Copy all the records exactly, but keep the pictures out of your version.

--- Data for analysis Enclosed Below ---

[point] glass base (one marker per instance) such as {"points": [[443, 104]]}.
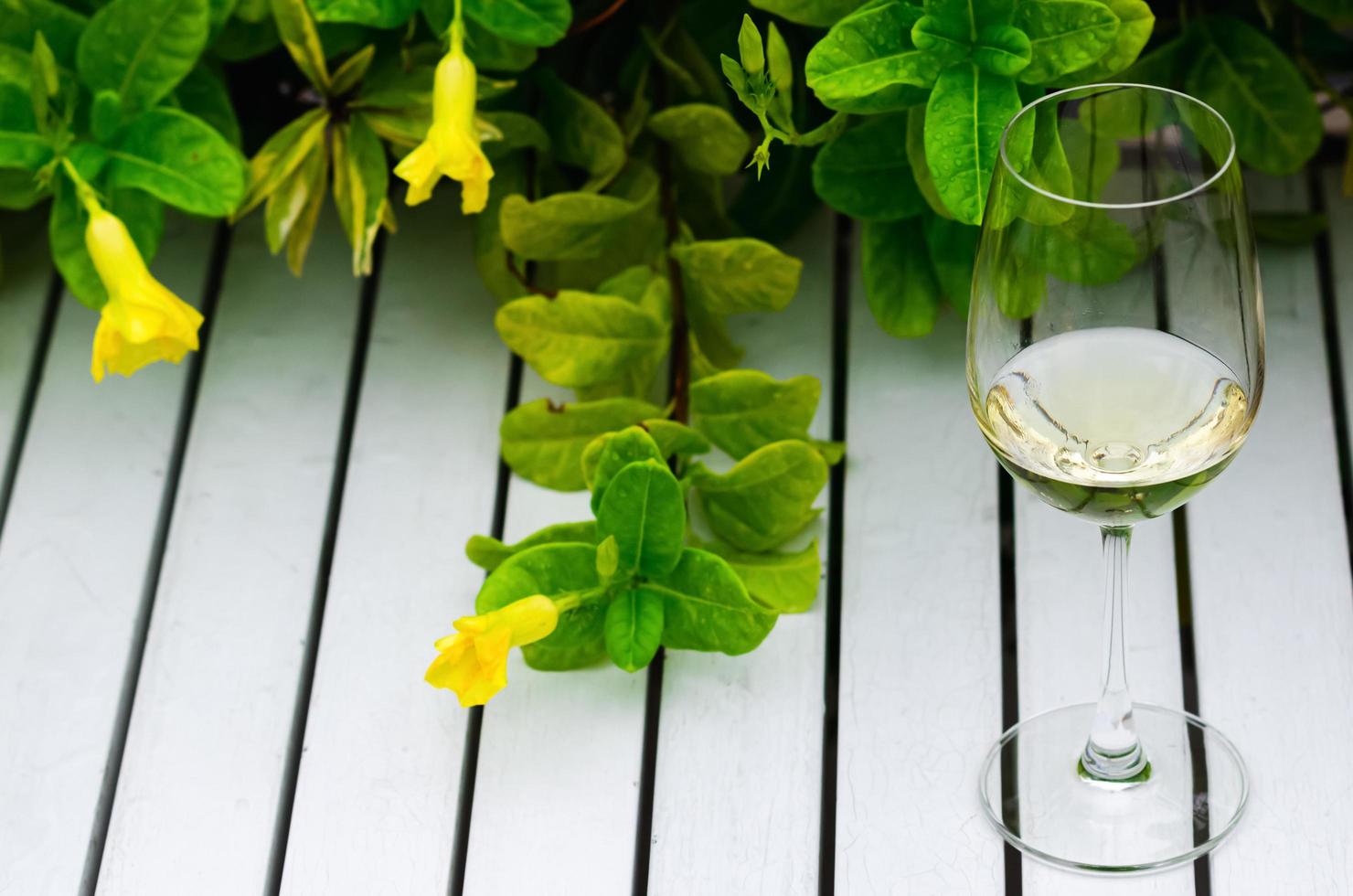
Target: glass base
{"points": [[1035, 791]]}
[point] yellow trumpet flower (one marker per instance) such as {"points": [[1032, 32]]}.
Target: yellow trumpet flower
{"points": [[474, 661], [453, 144], [143, 321]]}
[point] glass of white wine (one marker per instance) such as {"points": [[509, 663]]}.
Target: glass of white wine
{"points": [[1115, 361]]}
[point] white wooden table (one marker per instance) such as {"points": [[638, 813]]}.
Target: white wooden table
{"points": [[219, 585]]}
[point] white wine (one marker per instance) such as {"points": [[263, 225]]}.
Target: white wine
{"points": [[1116, 424]]}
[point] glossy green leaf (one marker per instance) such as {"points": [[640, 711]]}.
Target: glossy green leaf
{"points": [[705, 137], [143, 48], [966, 114], [815, 13], [743, 411], [554, 570], [865, 172], [634, 628], [581, 132], [22, 19], [1259, 91], [1135, 22], [900, 284], [766, 497], [20, 144], [179, 158], [380, 14], [645, 510], [953, 247], [141, 213], [868, 59], [529, 22], [1003, 49], [735, 276], [544, 442], [205, 95], [1065, 36], [612, 453], [489, 552], [580, 338], [707, 606], [783, 582]]}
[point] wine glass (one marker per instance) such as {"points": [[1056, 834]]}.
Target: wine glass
{"points": [[1115, 361]]}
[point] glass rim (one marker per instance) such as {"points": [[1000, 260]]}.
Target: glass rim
{"points": [[1147, 203]]}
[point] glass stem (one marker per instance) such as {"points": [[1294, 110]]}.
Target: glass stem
{"points": [[1113, 752]]}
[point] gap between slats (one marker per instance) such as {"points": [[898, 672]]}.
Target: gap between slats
{"points": [[141, 627]]}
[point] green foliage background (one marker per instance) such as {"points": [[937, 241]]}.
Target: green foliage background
{"points": [[623, 231]]}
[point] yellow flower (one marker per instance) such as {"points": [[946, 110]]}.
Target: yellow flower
{"points": [[474, 661], [453, 143], [143, 321]]}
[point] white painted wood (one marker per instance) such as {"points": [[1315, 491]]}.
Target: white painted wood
{"points": [[197, 800], [1273, 605], [743, 817], [558, 781], [72, 577], [1060, 611], [25, 281], [377, 797], [921, 677]]}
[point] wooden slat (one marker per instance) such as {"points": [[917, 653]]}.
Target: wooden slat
{"points": [[921, 669], [72, 577], [1060, 611], [25, 283], [1273, 605], [197, 795], [740, 738], [559, 752], [379, 778]]}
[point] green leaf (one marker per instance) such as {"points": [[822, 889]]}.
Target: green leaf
{"points": [[143, 48], [179, 158], [612, 453], [22, 19], [205, 95], [868, 59], [1065, 36], [645, 509], [378, 14], [865, 172], [705, 137], [143, 214], [1259, 91], [766, 497], [900, 284], [966, 114], [1135, 22], [816, 13], [20, 144], [953, 247], [580, 338], [707, 606], [781, 582], [296, 30], [916, 155], [634, 628], [530, 22], [735, 276], [544, 443], [743, 411], [489, 552], [676, 439], [581, 132], [1003, 49], [557, 571]]}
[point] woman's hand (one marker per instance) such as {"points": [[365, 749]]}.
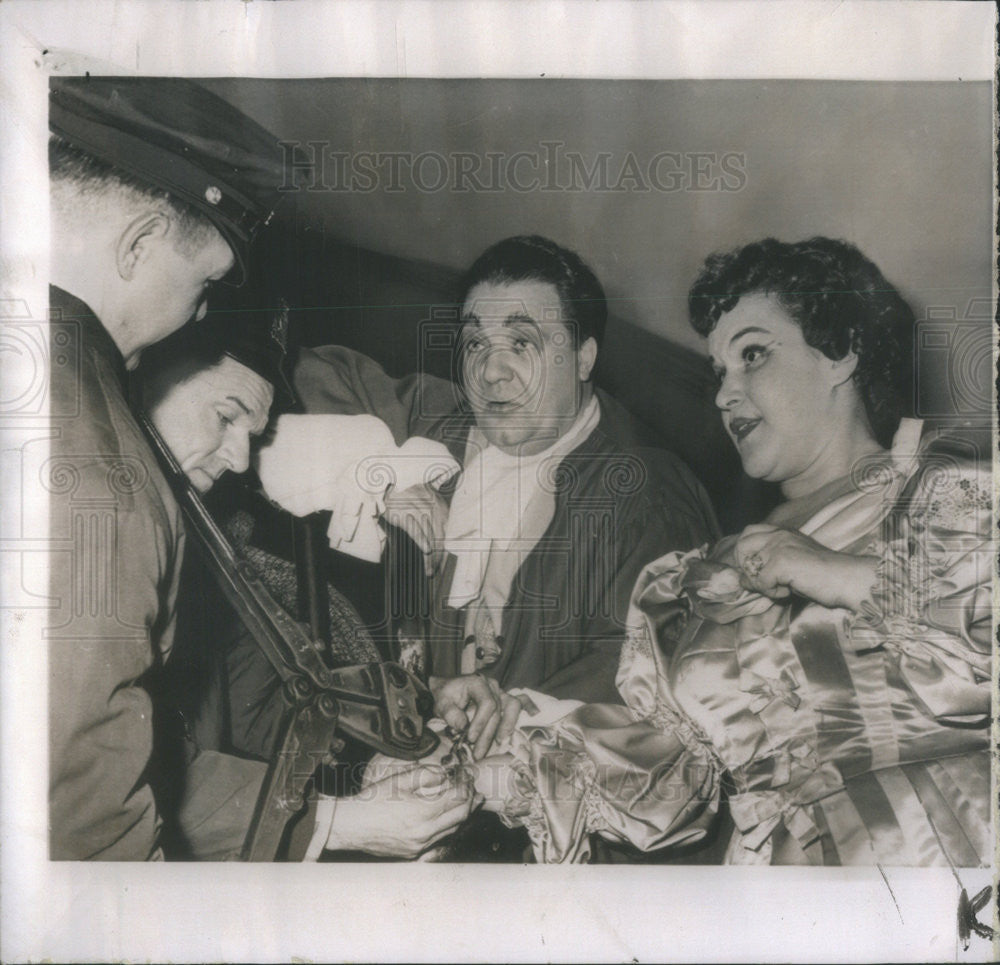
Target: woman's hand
{"points": [[476, 702], [403, 814], [779, 562]]}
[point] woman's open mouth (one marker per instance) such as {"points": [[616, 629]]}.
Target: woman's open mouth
{"points": [[741, 428]]}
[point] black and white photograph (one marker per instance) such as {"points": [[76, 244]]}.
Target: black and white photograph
{"points": [[498, 481]]}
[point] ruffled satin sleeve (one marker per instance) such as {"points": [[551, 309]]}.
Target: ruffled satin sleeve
{"points": [[930, 606], [638, 773]]}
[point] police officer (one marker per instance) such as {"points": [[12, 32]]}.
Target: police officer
{"points": [[158, 189]]}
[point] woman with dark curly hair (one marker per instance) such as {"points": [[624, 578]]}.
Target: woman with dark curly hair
{"points": [[830, 667]]}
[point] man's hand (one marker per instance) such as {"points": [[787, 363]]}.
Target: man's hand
{"points": [[403, 814], [421, 513], [493, 712]]}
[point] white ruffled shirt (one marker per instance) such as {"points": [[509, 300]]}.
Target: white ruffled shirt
{"points": [[501, 508], [346, 464]]}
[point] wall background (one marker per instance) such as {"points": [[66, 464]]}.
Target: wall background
{"points": [[903, 170]]}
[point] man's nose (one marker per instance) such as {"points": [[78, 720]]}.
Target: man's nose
{"points": [[498, 365], [730, 391], [236, 449]]}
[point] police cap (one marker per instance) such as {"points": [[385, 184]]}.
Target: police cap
{"points": [[173, 134]]}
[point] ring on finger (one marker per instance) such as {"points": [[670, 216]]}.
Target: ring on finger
{"points": [[753, 564]]}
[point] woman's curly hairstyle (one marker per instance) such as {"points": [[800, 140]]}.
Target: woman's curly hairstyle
{"points": [[840, 300]]}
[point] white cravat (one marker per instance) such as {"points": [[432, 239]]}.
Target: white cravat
{"points": [[503, 504]]}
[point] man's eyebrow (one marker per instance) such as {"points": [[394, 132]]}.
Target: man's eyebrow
{"points": [[750, 329], [515, 318]]}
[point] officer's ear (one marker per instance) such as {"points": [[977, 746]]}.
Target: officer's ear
{"points": [[137, 242], [586, 357]]}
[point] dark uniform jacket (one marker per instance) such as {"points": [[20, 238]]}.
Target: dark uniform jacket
{"points": [[118, 544]]}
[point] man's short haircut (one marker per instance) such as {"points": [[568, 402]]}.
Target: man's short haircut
{"points": [[534, 258], [92, 179]]}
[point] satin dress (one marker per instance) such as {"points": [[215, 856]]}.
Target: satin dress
{"points": [[840, 738]]}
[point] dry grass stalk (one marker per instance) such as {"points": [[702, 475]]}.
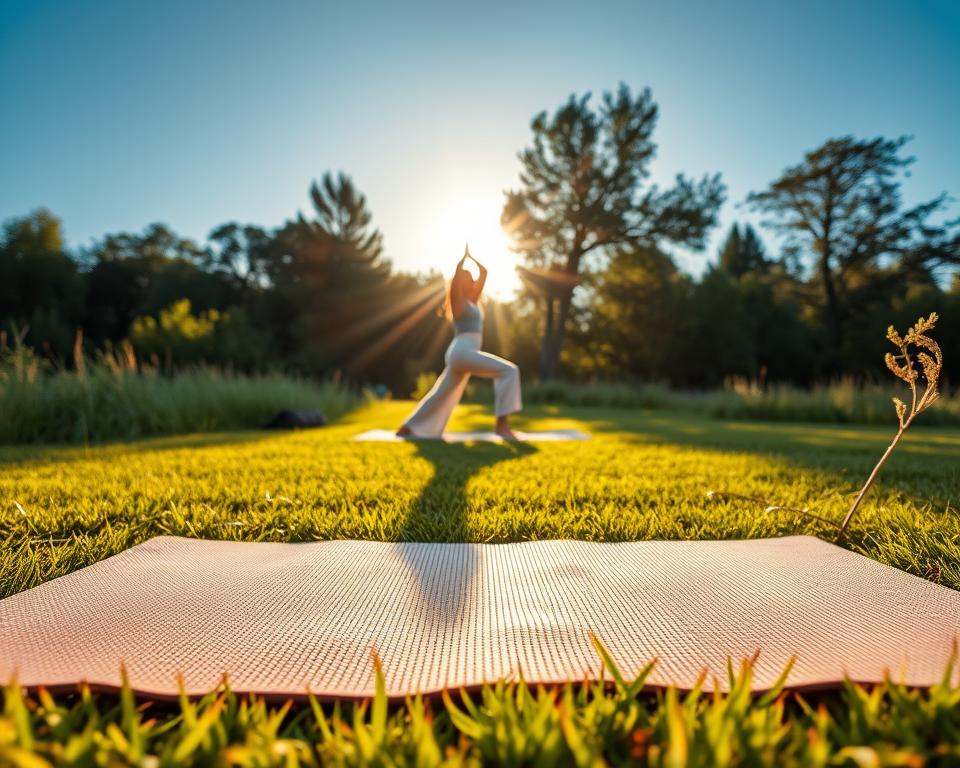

--- End of Enclosed Data for analysis ---

Expected answer:
[point] glass base (one marker per instance) such as {"points": [[443, 104]]}.
Target: glass base
{"points": [[1035, 791]]}
[point] yellow trumpet flower (one marker per instance) such as {"points": [[1032, 32]]}.
Target: yellow trumpet flower
{"points": [[474, 661], [453, 144], [143, 321]]}
[point] glass of white wine (one marker per instance) such as {"points": [[509, 663]]}.
Target: glass of white wine
{"points": [[1115, 361]]}
[point] white wooden table (one marker per instance) such as {"points": [[638, 813]]}.
Target: white wooden table
{"points": [[219, 585]]}
[point] white wine (one marker per instance) such as {"points": [[263, 225]]}.
Target: white wine
{"points": [[1116, 424]]}
[point] glossy green leaf (one marker per instance) such as {"points": [[640, 711]]}.
Target: glossy green leaf
{"points": [[705, 137], [143, 48], [966, 114], [815, 13], [743, 411], [554, 570], [865, 172], [634, 628], [581, 132], [22, 19], [1259, 91], [1135, 22], [900, 284], [766, 497], [20, 144], [179, 158], [380, 14], [645, 510], [953, 247], [141, 213], [868, 59], [529, 22], [1003, 49], [735, 276], [544, 442], [205, 95], [1065, 36], [612, 453], [489, 552], [580, 338], [707, 606], [783, 582]]}
[point] wine glass (one marker per instance) such as {"points": [[1056, 834]]}.
Target: wine glass
{"points": [[1115, 361]]}
[point] glass rim (one marker per instance) such as {"points": [[1000, 260]]}.
Target: glass rim
{"points": [[1147, 203]]}
[point] glass stem (one marker per instance) such as {"points": [[1294, 110]]}.
Target: glass stem
{"points": [[1113, 752]]}
[point] gap between slats (one marker per instance) such as {"points": [[898, 672]]}.
Target: gap between slats
{"points": [[141, 627]]}
[point] green foliage background (one marker per instance) such as {"points": [[937, 241]]}.
Target: green foliage background
{"points": [[623, 231]]}
[point] yellow flower (one marker per instance) such as {"points": [[946, 110]]}.
Target: yellow flower
{"points": [[474, 661], [453, 143], [143, 321]]}
[point] white painted wood (one marker per instance) such as {"points": [[1315, 491]]}.
Target: white painted wood
{"points": [[197, 800], [1273, 605], [743, 817], [558, 781], [72, 577], [1060, 611], [25, 281], [377, 797], [921, 677]]}
[point] wooden slat (one marker per instance) such as {"points": [[917, 653]]}.
Target: wooden slat
{"points": [[921, 669], [72, 577], [1060, 611], [25, 283], [1273, 605], [197, 795], [740, 738], [559, 752], [379, 778]]}
[point] green leaf (one marker per instance) such as {"points": [[822, 889]]}.
Target: green leaf
{"points": [[143, 48], [179, 158], [612, 453], [22, 19], [205, 95], [868, 59], [1065, 36], [645, 509], [378, 14], [865, 172], [705, 137], [143, 214], [1259, 91], [766, 497], [900, 284], [966, 114], [1135, 22], [816, 13], [20, 144], [953, 247], [580, 338], [707, 606], [781, 582], [296, 30], [916, 155], [634, 628], [530, 22], [735, 276], [544, 443], [743, 411], [489, 552], [676, 439], [581, 132], [1003, 49], [557, 571]]}
[point] woman's hand (one marker per instance) such as {"points": [[365, 749]]}.
Target: woman's hand
{"points": [[476, 702], [403, 814], [779, 562]]}
[point] woman's open mouth (one marker per instance) such as {"points": [[616, 629]]}.
Target: woman's open mouth
{"points": [[741, 428]]}
[point] black and white photograph (one marker per instance) such as {"points": [[76, 244]]}.
Target: black and white photograph
{"points": [[498, 481]]}
[point] ruffled satin sleeve (one marker per instance) such as {"points": [[551, 309]]}.
Target: ruffled satin sleeve
{"points": [[930, 606], [638, 773]]}
[point] police officer (one marker per instance) such as {"points": [[12, 32]]}.
Target: police officer
{"points": [[158, 189]]}
[point] woman with dark curly hair (one marker per instance) such as {"points": [[624, 578]]}.
Target: woman with dark curly hair
{"points": [[830, 667]]}
[point] man's hand (one marker per instance) such as {"points": [[787, 363]]}.
Target: man's hand
{"points": [[403, 814], [421, 513], [493, 712]]}
[point] white ruffled shirt (one marker per instance) such as {"points": [[509, 300]]}.
Target: white ruffled shirt
{"points": [[501, 508], [346, 464]]}
[point] wall background (one marker per instance) such as {"points": [[66, 464]]}.
Target: wall background
{"points": [[903, 170]]}
[point] man's nose (one marker per instance) such as {"points": [[78, 720]]}.
Target: man's nose
{"points": [[498, 365], [730, 391], [236, 449]]}
[point] police cap (one marker per instance) such as {"points": [[385, 184]]}.
Target: police cap
{"points": [[173, 134]]}
[point] ring on finger (one marker per instance) such as {"points": [[670, 216]]}.
Target: ring on finger
{"points": [[753, 564]]}
[point] woman's curly hairstyle (one marker per instance) such as {"points": [[800, 140]]}.
Target: woman's curly hairstyle
{"points": [[840, 300]]}
[point] white cravat (one marker per instance) such as {"points": [[432, 239]]}.
Target: white cravat
{"points": [[503, 504]]}
[point] man's eyebrow (one marker per instance) such as {"points": [[394, 132]]}.
Target: man's eyebrow
{"points": [[750, 329], [515, 318]]}
[point] officer's ear (one marker per instance) such as {"points": [[977, 746]]}.
Target: officer's ear
{"points": [[137, 242], [586, 357]]}
[point] dark uniform jacket (one marker per instance) such as {"points": [[20, 238]]}.
Target: dark uniform jacket
{"points": [[118, 544]]}
[point] man's short haircut (one marker per instance) such as {"points": [[568, 402]]}.
Target: man's short haircut
{"points": [[534, 258], [92, 179]]}
[point] satin dress (one marker per instance) such as {"points": [[215, 856]]}.
Target: satin dress
{"points": [[840, 738]]}
[point] dry grass stalk (one marker per instance) such as {"points": [[702, 475]]}.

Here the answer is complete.